**PROMPT 1**
List every formula written out in the MaxIf thread, in the order they appear.
**PROMPT 2**
Using the MaxIf thread, decide whether each statement is true: (a) The Index version of the formula must be entered with Ctrl+Shift+Enter. (b) An example workbook comes with the first post. (c) The second poster offers SUMPRODUCT as another way to do the same thing. Answer yes or no for each and quote the words that settle it.
**PROMPT 3**
Rewrite the part of the MaxIf thread starting with "On this forum" and going on through "similar way, i.e.", substituting "happened" for "stumbled".

**TEXT**
+++

# Off Topic > Tips and Tutorials >  >  MaxIf without using an array formula

## tigeravatar

On this forum (and elsewhere) I had only seen MaxIf when using an array formula:
=Max(If(CriteriaColumn=Criteria,Values,0)) entered with Ctrl+Shift+Enter

I basically stumbled on a way to get a maxif formula to work without array-entering it, by using Index:
=Max(Index((CriteriaColumn=Criteria)*Values,))

It returns the desired results; a maximum by criteria.  Attached is an example workbook showing it in action.

----------


## daddylonglegs

SUMPRODUCT can also be used in a similar way, i.e.

=SUMPRODUCT(MAX((CriteriaColumn=Criteria)*Values))

+++

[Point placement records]
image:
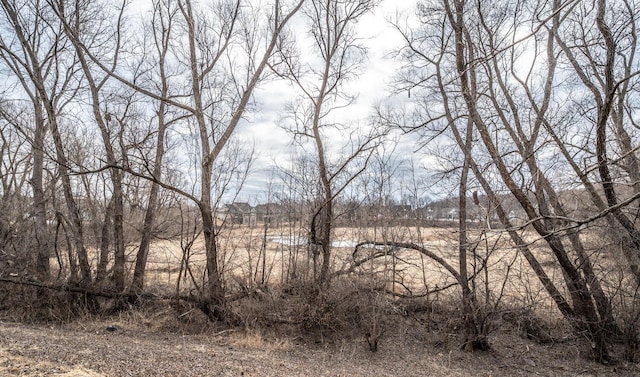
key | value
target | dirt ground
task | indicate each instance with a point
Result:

+++

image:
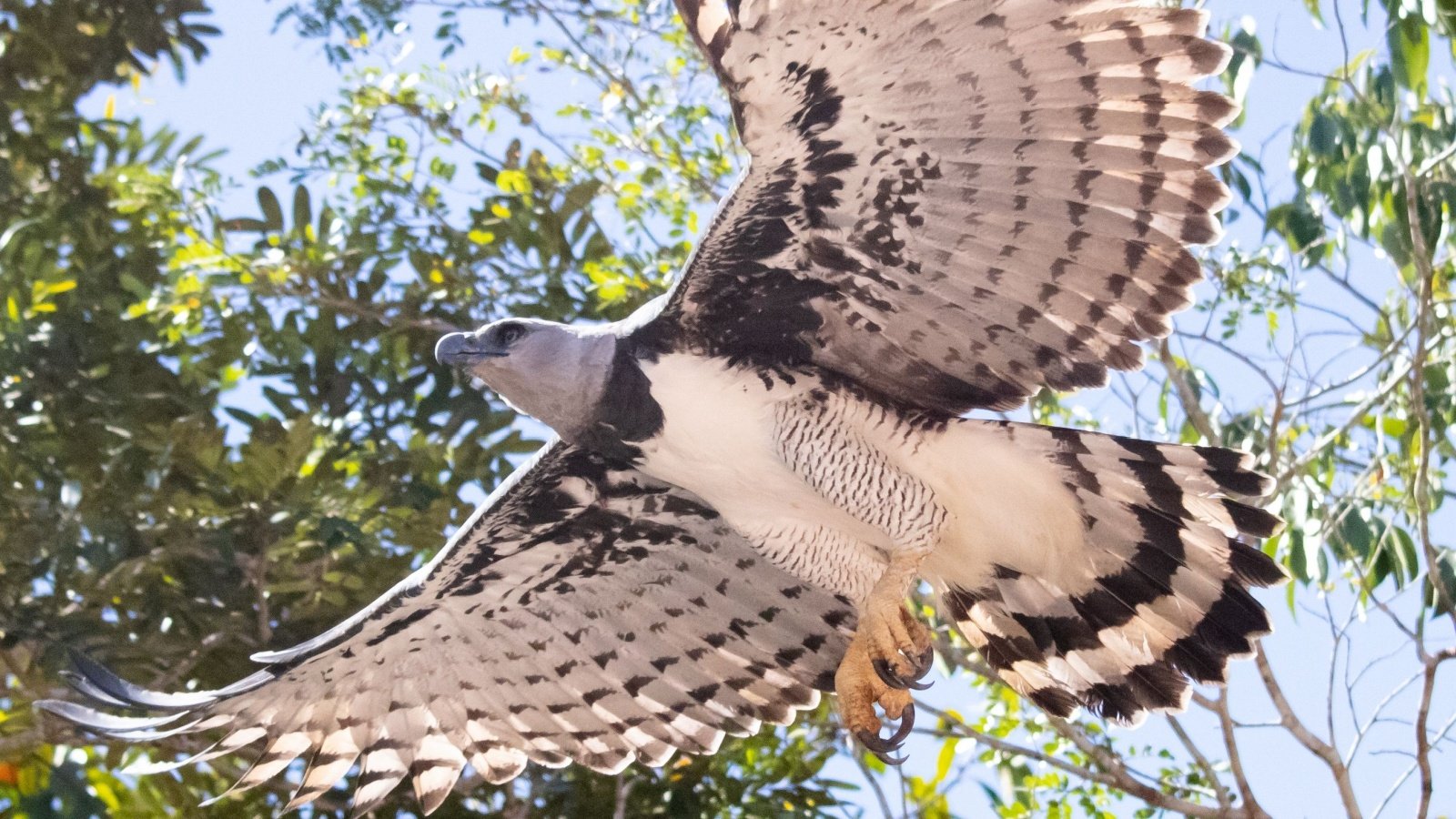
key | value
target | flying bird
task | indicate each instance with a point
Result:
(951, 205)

+++

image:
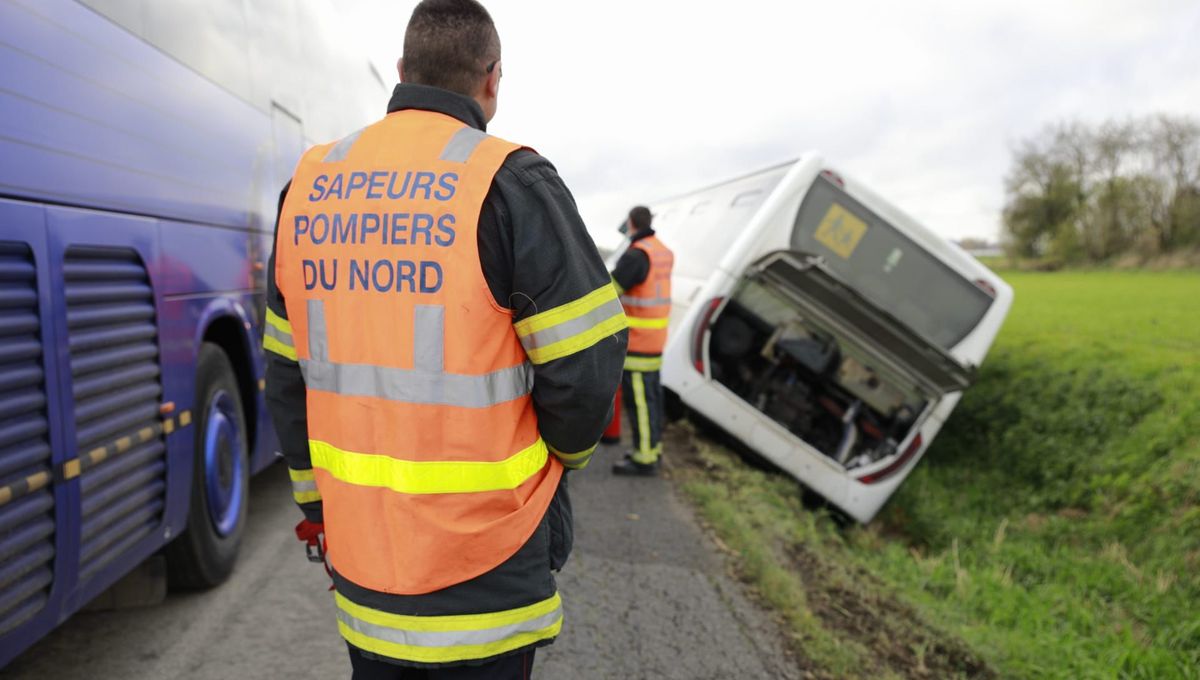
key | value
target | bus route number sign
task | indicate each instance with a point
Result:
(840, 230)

+++

**FINAL ANSWER 1**
=Max(If(CriteriaColumn=Criteria,Values,0))
=Max(Index((CriteriaColumn=Criteria)*Values,))
=SUMPRODUCT(MAX((CriteriaColumn=Criteria)*Values))

**FINAL ANSWER 2**
(a) No: "I basically stumbled on a way to get a maxif formula to work without array-entering it, by using Index"
(b) Yes: "Attached is an example workbook showing it in action."
(c) Yes: "SUMPRODUCT can also be used in a similar way"

**FINAL ANSWER 3**
On this forum (and elsewhere) I had only seen MaxIf when using an array formula:
=Max(If(CriteriaColumn=Criteria,Values,0)) entered with Ctrl+Shift+Enter

I basically happened on a way to get a maxif formula to work without array-entering it, by using Index:
=Max(Index((CriteriaColumn=Criteria)*Values,))

It returns the desired results; a maximum by criteria.  Attached is an example workbook showing it in action.

----------


## daddylonglegs

SUMPRODUCT can also be used in a similar way, i.e.